Things to do
• A. Answer these questions from the IDE drive instructions:
(i) How many wires should the ribbon data cable have?
(ii) If the optical drive is the only item on the IDE ribbon cable, which connector must plug into it?
(iii) What should 32-bit Data Transfer be set to in BIOS?
• B. Please pick up the IDE drive instructions from where they stop and continue them.

Extract provided
________

The mobo manual says it should detect any IDE devices automatically. Check these items:
1. The IDE device (optical drive) must have both power and data cables attached. Power is via a 4-pin Molex female (with 4 holes) connector from the PSU plugged into the male socket (with pins) on the back of the drive unit.
2. The ribbon data cable should have 80 wires in it, even though the connectors only have 40 holes in them. It has three connectors on it, normally - Blue on one end (MUST go to the mobo IDE port at the bottom edge), Black on the other end (MUST go to the Master device on this cable), and Grey in the middle (MUST go the Slave device IF you have one, or to nothing).
3. If the optical drive is the only item attached to the IDE ribbon cable, then it MUST be the Master device on that port. Set its jumpers according to the diagram on the optical unit itself so that it is a Master with no Slave. (Your post indicates that you do NOT have a second IDE device on this cable - correct?) Then the BLACK connector on the END of the IDE ribbon cable must plug into the optical drive. The Grey middle connector is not used. (Some IDE ribbon cables simply do not have the grey middle connector.)
4. IDE ribbon cable connectors each have one hole blocked off so that they only plug into the ports one way.
If everything is set this way, the mobo should detect the optical unit in BIOS - see manual Section 4.3.4 on p. 4-13. In the lower section of the screen where you can configure some things, set the TYPE to CDROM, the LBA Mode to Auto, Block Transfer to Auto, PIO Mode, DMA Mode and SMART Monitoring to Auto, and 32-bit Data Transfer to Enabled. Remember after changing any setting that you must SAVE and EXIT to make your setting permanent. See manual Section 4.8 on p. 4-37.

________

Collected data
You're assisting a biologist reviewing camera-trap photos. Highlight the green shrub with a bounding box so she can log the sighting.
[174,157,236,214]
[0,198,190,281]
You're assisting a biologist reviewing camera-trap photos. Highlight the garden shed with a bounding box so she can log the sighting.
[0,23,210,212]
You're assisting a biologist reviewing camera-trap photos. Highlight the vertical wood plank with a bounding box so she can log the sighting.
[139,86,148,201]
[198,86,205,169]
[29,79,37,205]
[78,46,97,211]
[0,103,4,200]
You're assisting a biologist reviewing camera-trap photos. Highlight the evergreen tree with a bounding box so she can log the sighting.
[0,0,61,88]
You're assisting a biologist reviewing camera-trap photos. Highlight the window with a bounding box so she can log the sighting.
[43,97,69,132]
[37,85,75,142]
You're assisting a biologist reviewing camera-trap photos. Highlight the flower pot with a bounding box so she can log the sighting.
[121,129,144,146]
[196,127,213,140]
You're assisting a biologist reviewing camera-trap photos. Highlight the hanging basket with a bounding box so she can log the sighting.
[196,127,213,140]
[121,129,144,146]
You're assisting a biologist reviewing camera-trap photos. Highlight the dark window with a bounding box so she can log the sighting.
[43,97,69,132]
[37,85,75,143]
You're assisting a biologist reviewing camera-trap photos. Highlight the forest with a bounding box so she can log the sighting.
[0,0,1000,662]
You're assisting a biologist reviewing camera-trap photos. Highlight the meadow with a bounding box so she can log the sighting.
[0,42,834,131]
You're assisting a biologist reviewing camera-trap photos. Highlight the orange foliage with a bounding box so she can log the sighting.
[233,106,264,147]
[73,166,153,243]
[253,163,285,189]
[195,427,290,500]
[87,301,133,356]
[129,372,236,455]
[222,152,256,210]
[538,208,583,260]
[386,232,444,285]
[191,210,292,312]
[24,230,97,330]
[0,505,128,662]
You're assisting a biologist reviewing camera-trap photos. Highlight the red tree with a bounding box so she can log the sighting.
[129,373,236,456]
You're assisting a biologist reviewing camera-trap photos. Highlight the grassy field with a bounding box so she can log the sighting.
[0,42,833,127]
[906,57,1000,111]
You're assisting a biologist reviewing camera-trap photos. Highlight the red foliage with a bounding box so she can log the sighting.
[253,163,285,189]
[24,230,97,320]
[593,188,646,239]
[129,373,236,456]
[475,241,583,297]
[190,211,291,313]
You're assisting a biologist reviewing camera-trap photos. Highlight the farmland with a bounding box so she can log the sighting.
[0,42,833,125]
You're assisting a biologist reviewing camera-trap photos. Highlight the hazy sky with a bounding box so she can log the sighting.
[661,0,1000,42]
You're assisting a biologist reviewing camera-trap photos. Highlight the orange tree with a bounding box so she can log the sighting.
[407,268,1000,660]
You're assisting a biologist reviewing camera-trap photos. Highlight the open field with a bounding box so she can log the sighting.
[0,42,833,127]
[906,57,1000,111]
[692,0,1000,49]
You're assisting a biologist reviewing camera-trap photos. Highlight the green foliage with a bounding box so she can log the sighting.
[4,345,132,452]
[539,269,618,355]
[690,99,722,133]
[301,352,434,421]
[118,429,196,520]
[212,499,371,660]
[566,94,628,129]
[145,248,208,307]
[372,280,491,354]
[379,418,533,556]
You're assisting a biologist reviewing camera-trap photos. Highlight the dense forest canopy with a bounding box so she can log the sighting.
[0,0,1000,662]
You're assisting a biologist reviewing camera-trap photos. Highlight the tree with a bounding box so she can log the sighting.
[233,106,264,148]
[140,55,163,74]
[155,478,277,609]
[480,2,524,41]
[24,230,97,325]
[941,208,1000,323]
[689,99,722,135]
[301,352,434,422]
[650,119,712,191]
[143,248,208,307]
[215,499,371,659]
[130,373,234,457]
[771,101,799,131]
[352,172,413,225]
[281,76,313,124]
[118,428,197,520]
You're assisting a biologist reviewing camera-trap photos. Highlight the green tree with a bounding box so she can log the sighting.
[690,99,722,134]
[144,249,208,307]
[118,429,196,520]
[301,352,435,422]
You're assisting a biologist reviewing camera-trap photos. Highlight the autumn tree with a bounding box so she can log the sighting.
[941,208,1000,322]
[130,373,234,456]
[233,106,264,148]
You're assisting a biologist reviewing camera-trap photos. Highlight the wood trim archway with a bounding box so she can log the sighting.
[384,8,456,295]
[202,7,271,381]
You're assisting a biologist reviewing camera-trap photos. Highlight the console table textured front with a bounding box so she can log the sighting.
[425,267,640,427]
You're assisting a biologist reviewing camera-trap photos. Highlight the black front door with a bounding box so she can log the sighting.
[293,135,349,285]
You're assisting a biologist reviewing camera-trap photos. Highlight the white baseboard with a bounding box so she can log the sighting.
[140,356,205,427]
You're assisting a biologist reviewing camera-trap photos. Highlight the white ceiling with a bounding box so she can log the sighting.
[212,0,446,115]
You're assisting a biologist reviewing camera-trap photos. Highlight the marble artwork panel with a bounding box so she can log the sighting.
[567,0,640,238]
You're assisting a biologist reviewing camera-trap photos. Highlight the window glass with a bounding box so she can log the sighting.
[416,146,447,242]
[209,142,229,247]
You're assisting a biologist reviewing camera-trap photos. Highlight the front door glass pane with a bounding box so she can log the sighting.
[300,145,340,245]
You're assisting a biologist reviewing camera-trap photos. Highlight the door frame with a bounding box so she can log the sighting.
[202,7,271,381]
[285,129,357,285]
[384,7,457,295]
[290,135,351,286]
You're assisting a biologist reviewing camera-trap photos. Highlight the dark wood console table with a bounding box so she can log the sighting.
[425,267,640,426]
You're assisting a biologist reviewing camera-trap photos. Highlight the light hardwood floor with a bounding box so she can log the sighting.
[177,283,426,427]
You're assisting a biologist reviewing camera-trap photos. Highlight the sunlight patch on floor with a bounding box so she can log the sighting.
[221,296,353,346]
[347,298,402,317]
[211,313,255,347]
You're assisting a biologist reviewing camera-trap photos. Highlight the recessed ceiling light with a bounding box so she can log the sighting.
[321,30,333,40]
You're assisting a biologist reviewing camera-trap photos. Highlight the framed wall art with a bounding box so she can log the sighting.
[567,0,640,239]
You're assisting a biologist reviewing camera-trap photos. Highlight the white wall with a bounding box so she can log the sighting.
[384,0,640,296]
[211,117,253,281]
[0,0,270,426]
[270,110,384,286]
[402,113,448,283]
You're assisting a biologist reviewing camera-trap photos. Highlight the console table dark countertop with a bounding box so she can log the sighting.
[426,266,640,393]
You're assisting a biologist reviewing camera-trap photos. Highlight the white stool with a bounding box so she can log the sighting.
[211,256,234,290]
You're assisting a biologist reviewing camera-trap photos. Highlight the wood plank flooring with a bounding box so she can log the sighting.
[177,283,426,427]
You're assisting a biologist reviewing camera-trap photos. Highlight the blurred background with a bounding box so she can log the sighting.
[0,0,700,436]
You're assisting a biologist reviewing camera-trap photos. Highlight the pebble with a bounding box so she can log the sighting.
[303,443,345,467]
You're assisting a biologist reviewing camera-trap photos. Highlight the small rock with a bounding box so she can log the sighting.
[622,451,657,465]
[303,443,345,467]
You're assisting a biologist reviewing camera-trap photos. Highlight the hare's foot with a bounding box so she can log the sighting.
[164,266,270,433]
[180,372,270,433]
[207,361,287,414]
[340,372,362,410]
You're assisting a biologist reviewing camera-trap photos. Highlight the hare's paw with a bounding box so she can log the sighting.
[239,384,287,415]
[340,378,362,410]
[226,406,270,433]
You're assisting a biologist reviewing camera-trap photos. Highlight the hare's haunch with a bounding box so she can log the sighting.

________

Expected outputs
• A.
(i) 80 wires.
(ii) The black connector on the end of the cable.
(iii) Enabled.

• B.
If the BIOS Setup screen cannot detect your IDE unit, you MIGHT try moving your SATA HDD to another SATA port just in case it is interfering with detecting the IDE device. IF you do that, you will need to adjust the Boot Device Priority - see manual Section 4.6.1 on p. 4-30. To do this will take two steps.:
(a) Disconnect the SATA drive's (smaller) data cable and reboot the machine into BIOS Setup and verify that no SATA device is detected. Go to the BIOS Boot Menu and set the boot device to the floppy drive or the IDE optical drive, and NO option to boot from a SATA drive. This will force the BIOS to forget any SATA records it had.
(b) Shut down and re-connect your SATA unit to the different port. Close up and boot into BIOS Setup. Verify that the SATA drive is detected now. Go to the BIOS Boot Menu and make sure you set the boot device to your SATA drive. Personally, I have my system set to use three possible units for booting, in this sequence:
Floppy drive (yes, I have one)
Optical drive
SATA HDD
That way IF I place a bootable disk in the floppy drive it will boot from that. IF I do not, but I do place a bootable CD in the optical drive, it will skip the floppy unit and boot from the optical drive. IF I place NO bootable disks in the first two units, the machine will check each in turn, find no disk, and skip on until it gets to the HDD and boot from there. The last option is the normal way. I only put a bootable disk (floppy or optical) in its drive when I am doing special things like using diagnostic utilities to fix a problem.